### Excerpt provided
○ ○ ○

The 11th Circuit Court of Appeals, in Pensacola Motor Sales Inc. v. Eastern Shore Toyota, LLC, — F.3d —-, 2012 WL 2345117 (11th Cir.) (Available here), upheld a district court’s finding that defendant Eastern Shore had both a subjective belief and an objectively reasonable belief in the lawfulness of its actions that it did not violate the Anti-Cybersquatting Consumer Protection Act, 15 U.S.C. § 1125(d)(“ACPA”).  The court found that Eastern Shore met the safe harbor provisions in the ACPA.  Plaintiff Pensacola Motor did not introduce any evidence of monetary damages at the jury trial and instead relied upon, to its detriment, the statutory damages provisions in the ACPA .  Since Eastern Shore turned over the accused domains within two (2) weeks after Pensacola Motors’ cease and desist letter, immediately fired the marketing director (an independent consultant), and Pensacola Motor proved no damages at trial and introduced no evidence of potential future use of the accused domains, no money damages or attorneys fees were awarded and no injunction was issued.

○ ○ ○

(Stored entries)
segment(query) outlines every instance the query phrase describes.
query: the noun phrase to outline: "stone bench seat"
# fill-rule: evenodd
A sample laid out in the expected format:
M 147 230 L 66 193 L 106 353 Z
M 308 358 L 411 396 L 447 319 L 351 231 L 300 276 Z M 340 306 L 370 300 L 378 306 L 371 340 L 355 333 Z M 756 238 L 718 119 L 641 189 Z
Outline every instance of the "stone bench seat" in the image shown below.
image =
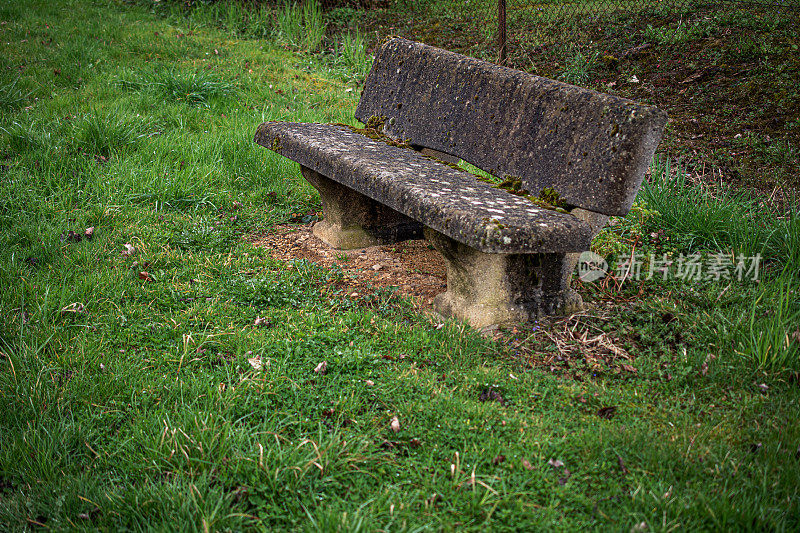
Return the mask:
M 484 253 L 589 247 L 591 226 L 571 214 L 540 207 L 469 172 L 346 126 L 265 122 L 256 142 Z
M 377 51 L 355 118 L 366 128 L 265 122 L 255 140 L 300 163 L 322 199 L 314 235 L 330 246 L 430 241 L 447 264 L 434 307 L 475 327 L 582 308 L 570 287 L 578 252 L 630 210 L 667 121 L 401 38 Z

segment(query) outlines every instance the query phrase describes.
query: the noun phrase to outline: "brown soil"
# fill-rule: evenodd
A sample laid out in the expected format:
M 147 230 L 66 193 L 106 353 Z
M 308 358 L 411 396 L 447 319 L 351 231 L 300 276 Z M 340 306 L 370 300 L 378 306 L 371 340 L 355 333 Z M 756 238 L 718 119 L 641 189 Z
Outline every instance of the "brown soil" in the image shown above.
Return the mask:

○ ○ ○

### Goal A
Do the following statements agree with the case summary? Answer yes or no for each, and quote the words of the summary that decide it.
(i) The appeals court upheld the district court's finding about Eastern Shore's beliefs.
(ii) Pensacola Motor presented evidence of monetary damages at the jury trial.
(iii) An injunction was issued against Eastern Shore.
### Goal B
According to the case summary, how soon after Pensacola Motors' cease and desist letter did Eastern Shore turn over the accused domains?

### Final answer A
(i) Yes: "upheld a district court’s finding that defendant Eastern Shore had both a subjective belief and an objectively reasonable belief in the lawfulness of its actions"
(ii) No: "Plaintiff Pensacola Motor did not introduce any evidence of monetary damages at the jury trial"
(iii) No: "no injunction was issued."

### Final answer B
Within two weeks.